■ Material supplied ■
☆ ☆ ☆ ☆ ☆ ☆ ☆
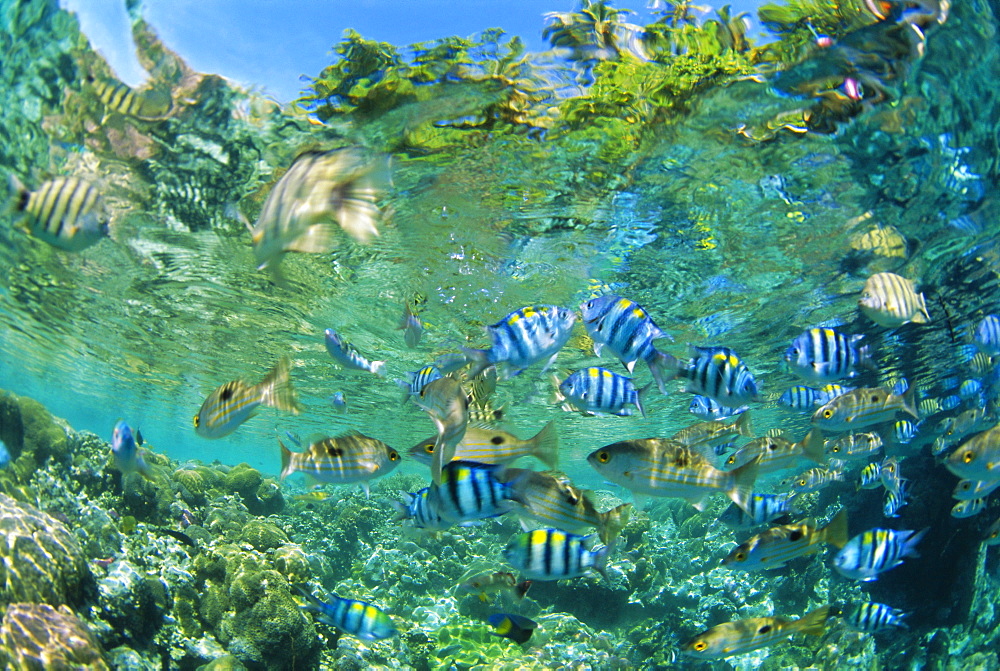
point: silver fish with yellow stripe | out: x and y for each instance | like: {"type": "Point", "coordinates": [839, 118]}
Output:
{"type": "Point", "coordinates": [890, 300]}
{"type": "Point", "coordinates": [66, 212]}
{"type": "Point", "coordinates": [495, 446]}
{"type": "Point", "coordinates": [734, 638]}
{"type": "Point", "coordinates": [341, 460]}
{"type": "Point", "coordinates": [235, 402]}
{"type": "Point", "coordinates": [551, 499]}
{"type": "Point", "coordinates": [665, 467]}
{"type": "Point", "coordinates": [774, 547]}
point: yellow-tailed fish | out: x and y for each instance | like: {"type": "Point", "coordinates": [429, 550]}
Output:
{"type": "Point", "coordinates": [448, 406]}
{"type": "Point", "coordinates": [320, 191]}
{"type": "Point", "coordinates": [495, 446]}
{"type": "Point", "coordinates": [978, 458]}
{"type": "Point", "coordinates": [890, 300]}
{"type": "Point", "coordinates": [664, 467]}
{"type": "Point", "coordinates": [776, 453]}
{"type": "Point", "coordinates": [864, 407]}
{"type": "Point", "coordinates": [345, 459]}
{"type": "Point", "coordinates": [551, 499]}
{"type": "Point", "coordinates": [235, 402]}
{"type": "Point", "coordinates": [66, 212]}
{"type": "Point", "coordinates": [772, 548]}
{"type": "Point", "coordinates": [734, 638]}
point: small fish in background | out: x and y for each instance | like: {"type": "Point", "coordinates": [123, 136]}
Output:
{"type": "Point", "coordinates": [419, 507]}
{"type": "Point", "coordinates": [735, 638]}
{"type": "Point", "coordinates": [966, 490]}
{"type": "Point", "coordinates": [550, 554]}
{"type": "Point", "coordinates": [596, 391]}
{"type": "Point", "coordinates": [516, 628]}
{"type": "Point", "coordinates": [341, 460]}
{"type": "Point", "coordinates": [774, 547]}
{"type": "Point", "coordinates": [625, 328]}
{"type": "Point", "coordinates": [338, 402]}
{"type": "Point", "coordinates": [522, 338]}
{"type": "Point", "coordinates": [66, 212]}
{"type": "Point", "coordinates": [968, 508]}
{"type": "Point", "coordinates": [493, 582]}
{"type": "Point", "coordinates": [411, 327]}
{"type": "Point", "coordinates": [863, 407]}
{"type": "Point", "coordinates": [347, 356]}
{"type": "Point", "coordinates": [715, 372]}
{"type": "Point", "coordinates": [235, 402]}
{"type": "Point", "coordinates": [487, 445]}
{"type": "Point", "coordinates": [127, 455]}
{"type": "Point", "coordinates": [890, 300]}
{"type": "Point", "coordinates": [447, 404]}
{"type": "Point", "coordinates": [825, 355]}
{"type": "Point", "coordinates": [759, 509]}
{"type": "Point", "coordinates": [318, 192]}
{"type": "Point", "coordinates": [986, 335]}
{"type": "Point", "coordinates": [706, 408]}
{"type": "Point", "coordinates": [875, 551]}
{"type": "Point", "coordinates": [357, 618]}
{"type": "Point", "coordinates": [871, 617]}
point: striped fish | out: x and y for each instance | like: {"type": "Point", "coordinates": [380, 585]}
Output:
{"type": "Point", "coordinates": [342, 460]}
{"type": "Point", "coordinates": [774, 547]}
{"type": "Point", "coordinates": [664, 467]}
{"type": "Point", "coordinates": [715, 372]}
{"type": "Point", "coordinates": [876, 550]}
{"type": "Point", "coordinates": [357, 618]}
{"type": "Point", "coordinates": [418, 507]}
{"type": "Point", "coordinates": [147, 105]}
{"type": "Point", "coordinates": [495, 446]}
{"type": "Point", "coordinates": [235, 402]}
{"type": "Point", "coordinates": [66, 212]}
{"type": "Point", "coordinates": [735, 638]}
{"type": "Point", "coordinates": [871, 617]}
{"type": "Point", "coordinates": [625, 329]}
{"type": "Point", "coordinates": [318, 192]}
{"type": "Point", "coordinates": [551, 499]}
{"type": "Point", "coordinates": [550, 554]}
{"type": "Point", "coordinates": [863, 407]}
{"type": "Point", "coordinates": [524, 337]}
{"type": "Point", "coordinates": [597, 390]}
{"type": "Point", "coordinates": [347, 356]}
{"type": "Point", "coordinates": [824, 355]}
{"type": "Point", "coordinates": [890, 300]}
{"type": "Point", "coordinates": [471, 491]}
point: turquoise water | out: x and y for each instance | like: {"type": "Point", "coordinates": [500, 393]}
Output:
{"type": "Point", "coordinates": [726, 238]}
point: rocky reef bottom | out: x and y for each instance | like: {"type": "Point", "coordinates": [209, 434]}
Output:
{"type": "Point", "coordinates": [198, 567]}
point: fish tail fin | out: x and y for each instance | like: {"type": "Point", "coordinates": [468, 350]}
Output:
{"type": "Point", "coordinates": [545, 445]}
{"type": "Point", "coordinates": [743, 425]}
{"type": "Point", "coordinates": [814, 446]}
{"type": "Point", "coordinates": [909, 402]}
{"type": "Point", "coordinates": [611, 523]}
{"type": "Point", "coordinates": [276, 389]}
{"type": "Point", "coordinates": [813, 623]}
{"type": "Point", "coordinates": [287, 467]}
{"type": "Point", "coordinates": [479, 358]}
{"type": "Point", "coordinates": [743, 479]}
{"type": "Point", "coordinates": [835, 533]}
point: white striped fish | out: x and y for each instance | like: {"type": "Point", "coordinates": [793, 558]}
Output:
{"type": "Point", "coordinates": [66, 212]}
{"type": "Point", "coordinates": [341, 460]}
{"type": "Point", "coordinates": [550, 554]}
{"type": "Point", "coordinates": [890, 300]}
{"type": "Point", "coordinates": [233, 403]}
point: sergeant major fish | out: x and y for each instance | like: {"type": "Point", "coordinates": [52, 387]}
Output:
{"type": "Point", "coordinates": [345, 459]}
{"type": "Point", "coordinates": [524, 337]}
{"type": "Point", "coordinates": [66, 212]}
{"type": "Point", "coordinates": [233, 403]}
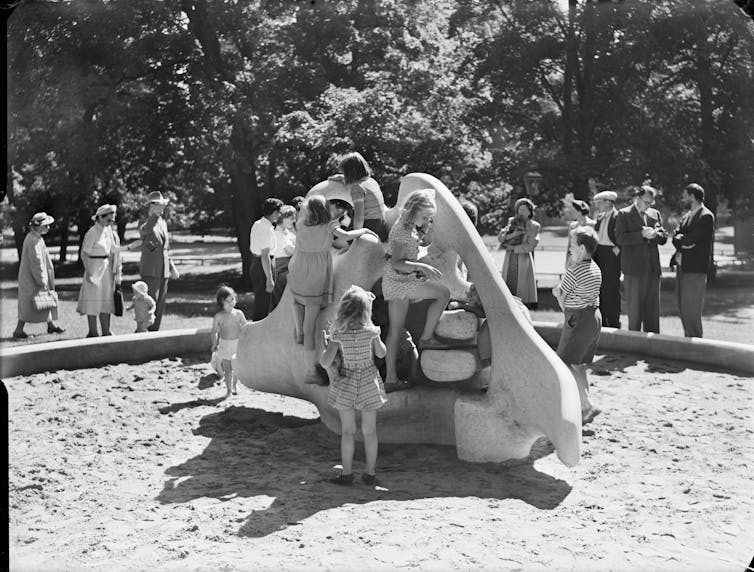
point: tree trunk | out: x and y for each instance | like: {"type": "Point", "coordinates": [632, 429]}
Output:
{"type": "Point", "coordinates": [64, 237]}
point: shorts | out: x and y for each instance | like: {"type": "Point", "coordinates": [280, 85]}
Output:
{"type": "Point", "coordinates": [581, 332]}
{"type": "Point", "coordinates": [226, 349]}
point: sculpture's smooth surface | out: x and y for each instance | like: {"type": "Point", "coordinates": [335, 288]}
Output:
{"type": "Point", "coordinates": [531, 392]}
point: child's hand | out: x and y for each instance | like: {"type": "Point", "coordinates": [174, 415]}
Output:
{"type": "Point", "coordinates": [430, 272]}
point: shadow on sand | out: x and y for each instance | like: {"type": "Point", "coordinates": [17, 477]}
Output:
{"type": "Point", "coordinates": [257, 453]}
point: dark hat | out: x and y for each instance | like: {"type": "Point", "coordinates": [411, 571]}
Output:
{"type": "Point", "coordinates": [40, 219]}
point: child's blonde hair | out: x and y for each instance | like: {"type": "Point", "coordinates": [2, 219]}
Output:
{"type": "Point", "coordinates": [354, 311]}
{"type": "Point", "coordinates": [316, 211]}
{"type": "Point", "coordinates": [417, 201]}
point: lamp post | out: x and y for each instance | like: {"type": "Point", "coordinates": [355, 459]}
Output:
{"type": "Point", "coordinates": [532, 182]}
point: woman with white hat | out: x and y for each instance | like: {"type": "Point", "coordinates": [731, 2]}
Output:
{"type": "Point", "coordinates": [100, 253]}
{"type": "Point", "coordinates": [35, 274]}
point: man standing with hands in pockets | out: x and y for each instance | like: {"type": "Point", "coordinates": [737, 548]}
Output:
{"type": "Point", "coordinates": [607, 257]}
{"type": "Point", "coordinates": [693, 243]}
{"type": "Point", "coordinates": [156, 268]}
{"type": "Point", "coordinates": [638, 231]}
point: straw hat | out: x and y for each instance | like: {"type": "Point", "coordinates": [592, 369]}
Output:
{"type": "Point", "coordinates": [103, 210]}
{"type": "Point", "coordinates": [40, 219]}
{"type": "Point", "coordinates": [156, 197]}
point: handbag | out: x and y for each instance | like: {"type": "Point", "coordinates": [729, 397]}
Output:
{"type": "Point", "coordinates": [45, 300]}
{"type": "Point", "coordinates": [118, 300]}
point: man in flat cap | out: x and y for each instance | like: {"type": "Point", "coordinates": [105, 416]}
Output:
{"type": "Point", "coordinates": [693, 243]}
{"type": "Point", "coordinates": [155, 266]}
{"type": "Point", "coordinates": [607, 257]}
{"type": "Point", "coordinates": [638, 231]}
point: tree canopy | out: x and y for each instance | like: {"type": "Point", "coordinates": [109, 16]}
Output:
{"type": "Point", "coordinates": [223, 103]}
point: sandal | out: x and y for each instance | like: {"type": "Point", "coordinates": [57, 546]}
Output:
{"type": "Point", "coordinates": [342, 479]}
{"type": "Point", "coordinates": [398, 385]}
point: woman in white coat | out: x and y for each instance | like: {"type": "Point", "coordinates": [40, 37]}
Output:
{"type": "Point", "coordinates": [100, 253]}
{"type": "Point", "coordinates": [35, 273]}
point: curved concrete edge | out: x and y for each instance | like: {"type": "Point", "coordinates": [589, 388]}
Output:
{"type": "Point", "coordinates": [140, 348]}
{"type": "Point", "coordinates": [726, 355]}
{"type": "Point", "coordinates": [94, 352]}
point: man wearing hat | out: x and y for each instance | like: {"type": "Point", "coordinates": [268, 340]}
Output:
{"type": "Point", "coordinates": [693, 242]}
{"type": "Point", "coordinates": [638, 231]}
{"type": "Point", "coordinates": [607, 257]}
{"type": "Point", "coordinates": [155, 267]}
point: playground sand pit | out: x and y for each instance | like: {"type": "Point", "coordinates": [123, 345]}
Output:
{"type": "Point", "coordinates": [142, 467]}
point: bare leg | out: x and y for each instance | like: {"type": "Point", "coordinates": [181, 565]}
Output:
{"type": "Point", "coordinates": [228, 370]}
{"type": "Point", "coordinates": [348, 431]}
{"type": "Point", "coordinates": [298, 324]}
{"type": "Point", "coordinates": [310, 321]}
{"type": "Point", "coordinates": [441, 298]}
{"type": "Point", "coordinates": [104, 320]}
{"type": "Point", "coordinates": [92, 326]}
{"type": "Point", "coordinates": [397, 310]}
{"type": "Point", "coordinates": [369, 431]}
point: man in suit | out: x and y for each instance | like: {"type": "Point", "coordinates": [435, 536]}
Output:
{"type": "Point", "coordinates": [638, 231]}
{"type": "Point", "coordinates": [607, 257]}
{"type": "Point", "coordinates": [155, 257]}
{"type": "Point", "coordinates": [693, 243]}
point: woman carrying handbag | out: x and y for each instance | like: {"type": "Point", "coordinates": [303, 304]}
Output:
{"type": "Point", "coordinates": [36, 280]}
{"type": "Point", "coordinates": [100, 253]}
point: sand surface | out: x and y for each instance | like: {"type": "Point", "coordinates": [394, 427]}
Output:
{"type": "Point", "coordinates": [142, 467]}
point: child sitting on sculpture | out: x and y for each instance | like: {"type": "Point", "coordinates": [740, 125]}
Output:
{"type": "Point", "coordinates": [310, 276]}
{"type": "Point", "coordinates": [226, 330]}
{"type": "Point", "coordinates": [359, 386]}
{"type": "Point", "coordinates": [405, 280]}
{"type": "Point", "coordinates": [143, 305]}
{"type": "Point", "coordinates": [578, 294]}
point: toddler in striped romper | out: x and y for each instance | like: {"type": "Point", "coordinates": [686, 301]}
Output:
{"type": "Point", "coordinates": [359, 386]}
{"type": "Point", "coordinates": [578, 294]}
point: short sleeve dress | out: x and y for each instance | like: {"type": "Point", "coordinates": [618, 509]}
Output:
{"type": "Point", "coordinates": [96, 293]}
{"type": "Point", "coordinates": [310, 275]}
{"type": "Point", "coordinates": [401, 285]}
{"type": "Point", "coordinates": [360, 385]}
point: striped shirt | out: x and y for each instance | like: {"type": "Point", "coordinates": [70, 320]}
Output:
{"type": "Point", "coordinates": [581, 285]}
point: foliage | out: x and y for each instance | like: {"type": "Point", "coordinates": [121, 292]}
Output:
{"type": "Point", "coordinates": [220, 104]}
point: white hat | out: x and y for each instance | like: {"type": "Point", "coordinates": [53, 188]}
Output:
{"type": "Point", "coordinates": [156, 197]}
{"type": "Point", "coordinates": [140, 287]}
{"type": "Point", "coordinates": [103, 210]}
{"type": "Point", "coordinates": [606, 195]}
{"type": "Point", "coordinates": [40, 219]}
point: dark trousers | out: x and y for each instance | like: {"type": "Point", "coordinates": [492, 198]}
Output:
{"type": "Point", "coordinates": [157, 287]}
{"type": "Point", "coordinates": [689, 290]}
{"type": "Point", "coordinates": [609, 265]}
{"type": "Point", "coordinates": [262, 298]}
{"type": "Point", "coordinates": [643, 302]}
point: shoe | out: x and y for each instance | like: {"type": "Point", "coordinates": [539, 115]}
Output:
{"type": "Point", "coordinates": [588, 415]}
{"type": "Point", "coordinates": [342, 479]}
{"type": "Point", "coordinates": [398, 386]}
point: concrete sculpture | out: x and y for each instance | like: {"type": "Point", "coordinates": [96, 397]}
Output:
{"type": "Point", "coordinates": [530, 392]}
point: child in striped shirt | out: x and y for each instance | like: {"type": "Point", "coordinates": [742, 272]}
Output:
{"type": "Point", "coordinates": [578, 294]}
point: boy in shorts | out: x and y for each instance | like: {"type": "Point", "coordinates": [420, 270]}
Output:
{"type": "Point", "coordinates": [578, 294]}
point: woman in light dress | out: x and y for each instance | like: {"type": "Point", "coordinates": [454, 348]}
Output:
{"type": "Point", "coordinates": [35, 273]}
{"type": "Point", "coordinates": [100, 253]}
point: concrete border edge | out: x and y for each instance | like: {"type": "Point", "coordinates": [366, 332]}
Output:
{"type": "Point", "coordinates": [140, 348]}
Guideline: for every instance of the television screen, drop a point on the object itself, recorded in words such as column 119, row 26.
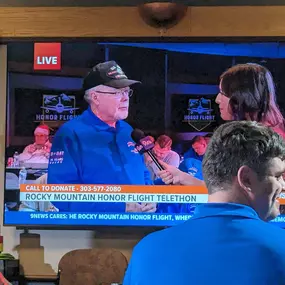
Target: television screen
column 85, row 120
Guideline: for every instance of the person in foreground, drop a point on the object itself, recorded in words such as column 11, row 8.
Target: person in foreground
column 228, row 240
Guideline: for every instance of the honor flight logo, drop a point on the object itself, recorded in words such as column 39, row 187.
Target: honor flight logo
column 57, row 108
column 200, row 113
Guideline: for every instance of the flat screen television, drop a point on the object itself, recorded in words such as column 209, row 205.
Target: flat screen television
column 69, row 163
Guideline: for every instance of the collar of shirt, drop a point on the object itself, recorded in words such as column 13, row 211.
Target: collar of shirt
column 99, row 124
column 224, row 209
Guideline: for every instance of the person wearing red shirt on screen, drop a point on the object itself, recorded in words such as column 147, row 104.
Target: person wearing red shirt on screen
column 247, row 92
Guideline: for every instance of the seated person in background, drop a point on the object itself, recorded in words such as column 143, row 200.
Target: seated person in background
column 162, row 150
column 39, row 151
column 42, row 206
column 193, row 165
column 198, row 149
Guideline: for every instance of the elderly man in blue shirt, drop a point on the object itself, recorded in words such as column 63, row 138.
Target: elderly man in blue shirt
column 96, row 147
column 228, row 241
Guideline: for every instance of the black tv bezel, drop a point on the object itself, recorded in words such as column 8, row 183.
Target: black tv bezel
column 121, row 231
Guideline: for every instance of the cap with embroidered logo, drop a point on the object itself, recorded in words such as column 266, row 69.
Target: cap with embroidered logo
column 107, row 73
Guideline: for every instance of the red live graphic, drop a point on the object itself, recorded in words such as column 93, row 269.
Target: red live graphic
column 47, row 56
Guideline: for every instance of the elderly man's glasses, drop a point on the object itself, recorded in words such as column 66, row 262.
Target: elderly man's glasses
column 120, row 93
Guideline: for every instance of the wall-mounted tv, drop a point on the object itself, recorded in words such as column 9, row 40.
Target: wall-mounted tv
column 71, row 159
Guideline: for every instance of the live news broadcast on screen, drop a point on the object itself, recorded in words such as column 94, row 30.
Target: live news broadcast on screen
column 89, row 124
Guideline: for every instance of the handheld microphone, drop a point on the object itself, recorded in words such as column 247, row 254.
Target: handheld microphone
column 144, row 144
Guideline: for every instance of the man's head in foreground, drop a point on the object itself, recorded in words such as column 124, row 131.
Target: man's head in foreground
column 244, row 163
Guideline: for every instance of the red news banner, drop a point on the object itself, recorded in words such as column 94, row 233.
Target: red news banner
column 113, row 193
column 116, row 193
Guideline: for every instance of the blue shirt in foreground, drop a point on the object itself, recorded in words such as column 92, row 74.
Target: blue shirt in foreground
column 86, row 150
column 223, row 244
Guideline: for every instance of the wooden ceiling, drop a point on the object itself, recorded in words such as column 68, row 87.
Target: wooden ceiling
column 96, row 3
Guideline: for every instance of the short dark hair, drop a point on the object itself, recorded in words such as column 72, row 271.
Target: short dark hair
column 251, row 90
column 236, row 144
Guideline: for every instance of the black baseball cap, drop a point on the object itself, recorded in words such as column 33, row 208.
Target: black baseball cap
column 107, row 73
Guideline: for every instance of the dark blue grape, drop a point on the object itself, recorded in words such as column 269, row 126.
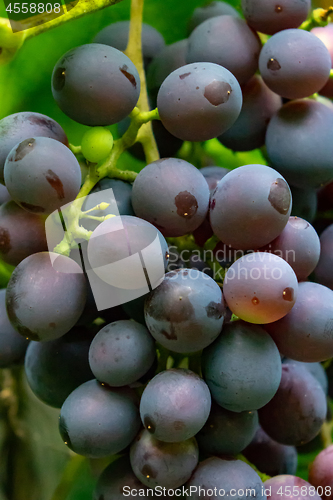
☆ ☆ ☆ ☆ ☆ ☆ ☆
■ What is being asked ■
Search the entries for "surface" and show every line that has it.

■ Reply to the task ■
point: sculpture's smooth surface | out: x and y for each instance | like: {"type": "Point", "coordinates": [335, 288]}
point: sand surface | out: x and y for each instance | like: {"type": "Point", "coordinates": [394, 427]}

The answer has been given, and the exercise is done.